» **Given request**
From the items below, pull out the lines that begin with the one containing "Annotation task — tag each instance of the jacket sleeve" and run through the one containing "pixel 506 634", including both of those lines. Copy them out word for word.

>> START Rows

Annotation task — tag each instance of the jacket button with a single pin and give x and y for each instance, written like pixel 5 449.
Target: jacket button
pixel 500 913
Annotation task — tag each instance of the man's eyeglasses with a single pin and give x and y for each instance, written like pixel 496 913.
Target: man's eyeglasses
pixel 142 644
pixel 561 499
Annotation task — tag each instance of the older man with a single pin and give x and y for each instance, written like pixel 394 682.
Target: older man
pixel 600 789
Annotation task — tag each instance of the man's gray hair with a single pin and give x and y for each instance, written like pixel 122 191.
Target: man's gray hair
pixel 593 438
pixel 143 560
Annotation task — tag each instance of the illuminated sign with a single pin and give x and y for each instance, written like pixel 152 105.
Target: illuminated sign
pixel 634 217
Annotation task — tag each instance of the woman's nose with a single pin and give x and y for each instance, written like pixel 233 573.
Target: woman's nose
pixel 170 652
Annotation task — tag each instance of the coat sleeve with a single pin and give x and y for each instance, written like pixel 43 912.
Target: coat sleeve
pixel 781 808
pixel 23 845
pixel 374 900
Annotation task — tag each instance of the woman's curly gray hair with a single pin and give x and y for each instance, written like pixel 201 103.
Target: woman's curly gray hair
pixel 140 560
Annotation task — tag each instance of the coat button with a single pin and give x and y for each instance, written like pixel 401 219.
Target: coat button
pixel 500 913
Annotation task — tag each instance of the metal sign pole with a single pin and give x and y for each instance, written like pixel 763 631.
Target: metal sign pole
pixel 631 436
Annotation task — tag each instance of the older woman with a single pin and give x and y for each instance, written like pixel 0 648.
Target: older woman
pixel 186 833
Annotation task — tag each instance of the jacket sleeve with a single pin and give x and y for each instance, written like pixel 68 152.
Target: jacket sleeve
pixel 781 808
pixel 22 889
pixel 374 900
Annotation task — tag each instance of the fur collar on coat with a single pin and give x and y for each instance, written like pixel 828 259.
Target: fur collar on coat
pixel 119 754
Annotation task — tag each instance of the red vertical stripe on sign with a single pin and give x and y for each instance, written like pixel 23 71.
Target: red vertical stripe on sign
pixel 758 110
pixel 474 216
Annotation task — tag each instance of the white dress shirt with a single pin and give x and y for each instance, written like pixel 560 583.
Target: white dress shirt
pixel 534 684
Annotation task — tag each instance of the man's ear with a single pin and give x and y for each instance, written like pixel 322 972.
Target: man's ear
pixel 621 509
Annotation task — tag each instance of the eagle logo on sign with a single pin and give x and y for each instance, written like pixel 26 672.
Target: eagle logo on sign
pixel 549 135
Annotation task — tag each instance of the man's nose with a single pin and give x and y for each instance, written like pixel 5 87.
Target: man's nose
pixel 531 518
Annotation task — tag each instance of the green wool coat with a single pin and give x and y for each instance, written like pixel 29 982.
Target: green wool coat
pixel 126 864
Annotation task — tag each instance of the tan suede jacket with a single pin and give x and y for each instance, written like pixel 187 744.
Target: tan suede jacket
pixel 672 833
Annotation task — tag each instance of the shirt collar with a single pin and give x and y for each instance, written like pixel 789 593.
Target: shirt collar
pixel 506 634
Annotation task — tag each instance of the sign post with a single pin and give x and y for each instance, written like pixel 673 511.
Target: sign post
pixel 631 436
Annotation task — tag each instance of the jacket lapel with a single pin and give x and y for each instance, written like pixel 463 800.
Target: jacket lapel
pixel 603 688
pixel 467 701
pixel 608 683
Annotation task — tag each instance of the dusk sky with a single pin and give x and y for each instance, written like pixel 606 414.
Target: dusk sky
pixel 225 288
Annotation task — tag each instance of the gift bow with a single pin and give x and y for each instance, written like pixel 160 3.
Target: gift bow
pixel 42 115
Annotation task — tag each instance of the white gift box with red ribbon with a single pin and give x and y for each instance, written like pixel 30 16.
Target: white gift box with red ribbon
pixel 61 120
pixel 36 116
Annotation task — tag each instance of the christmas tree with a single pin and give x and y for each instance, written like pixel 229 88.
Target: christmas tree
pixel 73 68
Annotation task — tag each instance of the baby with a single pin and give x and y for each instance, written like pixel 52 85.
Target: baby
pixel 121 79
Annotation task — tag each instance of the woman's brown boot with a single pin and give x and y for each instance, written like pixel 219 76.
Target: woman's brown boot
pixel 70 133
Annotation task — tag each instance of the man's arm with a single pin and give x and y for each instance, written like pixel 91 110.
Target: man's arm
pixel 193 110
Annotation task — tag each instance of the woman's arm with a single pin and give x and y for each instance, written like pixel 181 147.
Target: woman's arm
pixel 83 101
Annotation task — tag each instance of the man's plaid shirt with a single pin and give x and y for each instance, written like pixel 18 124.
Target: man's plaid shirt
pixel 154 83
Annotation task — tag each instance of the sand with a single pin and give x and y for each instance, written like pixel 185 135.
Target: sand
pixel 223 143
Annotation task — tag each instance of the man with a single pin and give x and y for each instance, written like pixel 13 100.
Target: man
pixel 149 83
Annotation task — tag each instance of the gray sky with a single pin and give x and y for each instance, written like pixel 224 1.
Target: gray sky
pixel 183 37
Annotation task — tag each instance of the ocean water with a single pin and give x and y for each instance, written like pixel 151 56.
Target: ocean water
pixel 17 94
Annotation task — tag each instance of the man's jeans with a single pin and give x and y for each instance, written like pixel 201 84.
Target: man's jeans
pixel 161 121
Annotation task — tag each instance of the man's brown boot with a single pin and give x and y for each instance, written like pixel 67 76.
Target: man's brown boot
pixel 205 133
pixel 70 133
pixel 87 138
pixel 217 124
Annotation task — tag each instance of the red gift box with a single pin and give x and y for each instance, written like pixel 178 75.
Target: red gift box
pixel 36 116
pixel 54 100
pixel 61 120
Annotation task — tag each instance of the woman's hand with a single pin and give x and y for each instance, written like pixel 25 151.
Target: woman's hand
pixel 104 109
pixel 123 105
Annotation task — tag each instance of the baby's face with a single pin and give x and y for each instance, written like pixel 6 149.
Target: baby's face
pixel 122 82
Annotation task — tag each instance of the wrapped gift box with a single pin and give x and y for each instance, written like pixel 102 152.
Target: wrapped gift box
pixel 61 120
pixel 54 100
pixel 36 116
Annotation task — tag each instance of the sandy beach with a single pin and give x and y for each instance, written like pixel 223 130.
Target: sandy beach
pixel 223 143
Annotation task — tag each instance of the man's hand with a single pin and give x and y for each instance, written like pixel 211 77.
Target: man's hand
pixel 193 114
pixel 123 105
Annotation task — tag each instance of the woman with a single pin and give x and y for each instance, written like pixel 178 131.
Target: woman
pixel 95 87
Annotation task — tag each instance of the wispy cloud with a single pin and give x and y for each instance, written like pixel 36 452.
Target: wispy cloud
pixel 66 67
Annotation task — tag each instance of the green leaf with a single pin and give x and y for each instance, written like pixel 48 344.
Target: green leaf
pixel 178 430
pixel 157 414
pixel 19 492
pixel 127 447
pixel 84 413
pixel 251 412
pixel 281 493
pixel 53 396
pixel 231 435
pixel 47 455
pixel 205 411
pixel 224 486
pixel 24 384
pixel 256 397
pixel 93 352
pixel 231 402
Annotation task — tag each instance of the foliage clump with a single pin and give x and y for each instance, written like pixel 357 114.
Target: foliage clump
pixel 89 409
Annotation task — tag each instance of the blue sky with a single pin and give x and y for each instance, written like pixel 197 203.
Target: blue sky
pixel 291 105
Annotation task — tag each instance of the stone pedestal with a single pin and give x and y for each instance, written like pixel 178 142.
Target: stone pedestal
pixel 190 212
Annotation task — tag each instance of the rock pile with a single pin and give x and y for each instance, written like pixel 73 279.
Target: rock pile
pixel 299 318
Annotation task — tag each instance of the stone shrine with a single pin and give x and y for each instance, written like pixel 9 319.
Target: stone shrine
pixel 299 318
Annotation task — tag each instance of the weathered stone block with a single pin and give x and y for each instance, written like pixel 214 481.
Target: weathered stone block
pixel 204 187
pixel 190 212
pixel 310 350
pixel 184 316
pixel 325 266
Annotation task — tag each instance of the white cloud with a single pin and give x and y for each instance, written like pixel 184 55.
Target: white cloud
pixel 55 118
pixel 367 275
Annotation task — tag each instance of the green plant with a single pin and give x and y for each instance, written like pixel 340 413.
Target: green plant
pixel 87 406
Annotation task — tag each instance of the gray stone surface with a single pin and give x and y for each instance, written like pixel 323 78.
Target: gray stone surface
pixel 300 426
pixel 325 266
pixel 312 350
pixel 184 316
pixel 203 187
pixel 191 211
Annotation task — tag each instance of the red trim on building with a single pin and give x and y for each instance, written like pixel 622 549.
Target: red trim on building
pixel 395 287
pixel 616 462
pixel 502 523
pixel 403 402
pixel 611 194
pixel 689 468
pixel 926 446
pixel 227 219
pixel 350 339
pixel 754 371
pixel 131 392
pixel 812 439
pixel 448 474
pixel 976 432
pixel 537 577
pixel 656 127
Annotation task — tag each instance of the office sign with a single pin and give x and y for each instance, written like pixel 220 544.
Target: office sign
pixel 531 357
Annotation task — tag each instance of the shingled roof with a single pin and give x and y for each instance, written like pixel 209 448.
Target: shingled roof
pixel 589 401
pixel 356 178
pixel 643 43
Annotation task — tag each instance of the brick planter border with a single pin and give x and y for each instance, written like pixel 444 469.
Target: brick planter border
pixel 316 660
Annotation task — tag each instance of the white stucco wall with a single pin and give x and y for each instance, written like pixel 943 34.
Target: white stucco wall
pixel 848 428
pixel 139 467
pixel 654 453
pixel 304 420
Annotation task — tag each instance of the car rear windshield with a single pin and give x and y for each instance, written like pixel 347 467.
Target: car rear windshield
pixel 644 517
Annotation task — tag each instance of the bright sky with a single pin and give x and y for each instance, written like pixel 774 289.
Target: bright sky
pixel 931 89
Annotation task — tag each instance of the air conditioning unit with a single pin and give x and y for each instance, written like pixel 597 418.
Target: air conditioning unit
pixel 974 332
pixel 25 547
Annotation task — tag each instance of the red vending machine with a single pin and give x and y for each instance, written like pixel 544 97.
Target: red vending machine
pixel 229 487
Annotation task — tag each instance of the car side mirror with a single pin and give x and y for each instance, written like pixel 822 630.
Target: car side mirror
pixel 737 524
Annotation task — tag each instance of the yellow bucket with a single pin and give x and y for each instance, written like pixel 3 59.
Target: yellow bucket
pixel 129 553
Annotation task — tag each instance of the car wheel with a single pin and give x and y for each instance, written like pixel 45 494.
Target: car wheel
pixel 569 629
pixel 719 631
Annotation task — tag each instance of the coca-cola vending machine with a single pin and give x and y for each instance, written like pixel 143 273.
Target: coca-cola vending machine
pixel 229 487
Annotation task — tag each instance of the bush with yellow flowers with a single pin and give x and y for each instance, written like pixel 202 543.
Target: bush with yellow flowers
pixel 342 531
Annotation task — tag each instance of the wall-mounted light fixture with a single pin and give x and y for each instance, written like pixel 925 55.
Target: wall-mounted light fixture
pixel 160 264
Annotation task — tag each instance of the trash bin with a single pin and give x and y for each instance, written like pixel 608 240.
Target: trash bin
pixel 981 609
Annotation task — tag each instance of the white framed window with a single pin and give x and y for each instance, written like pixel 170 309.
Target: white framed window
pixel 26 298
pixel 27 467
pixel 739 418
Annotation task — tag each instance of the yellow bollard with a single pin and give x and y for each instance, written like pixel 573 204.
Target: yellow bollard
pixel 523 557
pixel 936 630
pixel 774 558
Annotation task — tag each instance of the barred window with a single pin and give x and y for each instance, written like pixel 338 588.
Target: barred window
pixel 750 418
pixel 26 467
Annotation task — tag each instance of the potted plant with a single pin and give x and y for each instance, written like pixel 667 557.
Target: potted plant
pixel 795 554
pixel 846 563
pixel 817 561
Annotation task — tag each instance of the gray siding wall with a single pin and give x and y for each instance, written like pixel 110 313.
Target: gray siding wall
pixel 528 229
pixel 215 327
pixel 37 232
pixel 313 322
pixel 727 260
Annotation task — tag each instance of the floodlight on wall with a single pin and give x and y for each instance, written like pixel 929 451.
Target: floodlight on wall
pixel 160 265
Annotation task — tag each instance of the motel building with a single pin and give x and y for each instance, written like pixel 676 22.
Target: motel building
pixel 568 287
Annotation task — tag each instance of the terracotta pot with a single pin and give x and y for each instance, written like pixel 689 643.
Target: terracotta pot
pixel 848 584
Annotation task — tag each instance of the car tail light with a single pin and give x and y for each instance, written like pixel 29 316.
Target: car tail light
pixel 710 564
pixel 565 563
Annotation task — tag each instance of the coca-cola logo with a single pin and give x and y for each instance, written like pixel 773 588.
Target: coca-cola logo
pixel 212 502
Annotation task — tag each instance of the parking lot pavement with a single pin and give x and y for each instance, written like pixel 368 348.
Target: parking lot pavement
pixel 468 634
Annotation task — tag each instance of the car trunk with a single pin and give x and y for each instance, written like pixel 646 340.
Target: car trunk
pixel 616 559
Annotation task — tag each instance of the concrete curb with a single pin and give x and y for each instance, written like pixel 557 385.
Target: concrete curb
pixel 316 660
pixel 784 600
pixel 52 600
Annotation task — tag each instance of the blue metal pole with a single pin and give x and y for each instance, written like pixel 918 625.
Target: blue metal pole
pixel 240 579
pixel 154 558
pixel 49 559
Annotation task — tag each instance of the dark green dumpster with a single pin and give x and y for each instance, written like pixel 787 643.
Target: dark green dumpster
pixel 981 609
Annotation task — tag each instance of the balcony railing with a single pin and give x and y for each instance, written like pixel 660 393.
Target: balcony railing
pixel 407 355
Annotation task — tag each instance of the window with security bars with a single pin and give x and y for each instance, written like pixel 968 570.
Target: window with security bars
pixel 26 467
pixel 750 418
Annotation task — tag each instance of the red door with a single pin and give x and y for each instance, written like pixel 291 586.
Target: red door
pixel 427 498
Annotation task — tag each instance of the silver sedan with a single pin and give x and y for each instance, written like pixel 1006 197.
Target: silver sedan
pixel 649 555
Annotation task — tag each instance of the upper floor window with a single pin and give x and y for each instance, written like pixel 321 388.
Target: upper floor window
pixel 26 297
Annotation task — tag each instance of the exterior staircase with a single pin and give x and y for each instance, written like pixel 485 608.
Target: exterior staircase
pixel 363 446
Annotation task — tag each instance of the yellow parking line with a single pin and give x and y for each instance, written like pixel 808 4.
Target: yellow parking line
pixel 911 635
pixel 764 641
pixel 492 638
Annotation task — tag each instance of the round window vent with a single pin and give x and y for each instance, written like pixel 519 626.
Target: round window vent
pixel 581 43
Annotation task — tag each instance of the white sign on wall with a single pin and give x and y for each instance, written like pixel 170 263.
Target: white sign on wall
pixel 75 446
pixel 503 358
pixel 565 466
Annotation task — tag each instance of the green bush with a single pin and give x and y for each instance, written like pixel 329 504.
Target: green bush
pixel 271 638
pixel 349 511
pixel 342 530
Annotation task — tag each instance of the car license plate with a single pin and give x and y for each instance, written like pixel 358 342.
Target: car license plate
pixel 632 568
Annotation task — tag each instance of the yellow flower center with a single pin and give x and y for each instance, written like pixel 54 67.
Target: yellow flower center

>> END Rows

» **Answer to this task**
Annotation task — tag each instance of the jacket sleeve with a single pin and give x and y for each instance, written like pixel 68 152.
Target: jacket sleeve
pixel 781 808
pixel 22 889
pixel 374 900
Annotation task — tag each instance of the fur collar on coat with a single pin and give x and y for each instance, written like pixel 828 259.
Target: fur collar on coat
pixel 119 754
Annotation task — tag each instance of the red vertical stripe on sign with a single pin and give x and y for each instance, written like pixel 23 71.
Target: red vertical stripe on sign
pixel 758 110
pixel 474 216
Annotation task — tag each instance of the white dress shirt with a single pin and give x and y for each instance, written like pixel 560 583.
Target: white dress shirt
pixel 534 684
Annotation task — tag each instance of the man's ear with a single pin and give x and y for each instance, written like pixel 322 972.
Target: man's ear
pixel 621 509
Annotation task — tag each instance of the eagle logo on sign with a single pin and give x and y for each instance, written like pixel 26 672.
Target: eagle logo on sign
pixel 549 135
Annotation task — tag each instance of the man's nose with a single pin and give x and y for each instance, written like pixel 5 87.
Target: man's nose
pixel 531 518
Annotation task — tag each instance of the green wool coat with a single pin and give x and y for each instance, written like pixel 29 982.
Target: green wool coat
pixel 126 864
Annotation task — tag each instance of the tan suede jacket with a single pin and give x and y for each instance, written like pixel 187 744.
Target: tan suede jacket
pixel 672 833
Annotation task — tag each instance of the shirt collar with a single pin and give x and y for each instance, written like pixel 789 593.
Target: shirt collar
pixel 506 634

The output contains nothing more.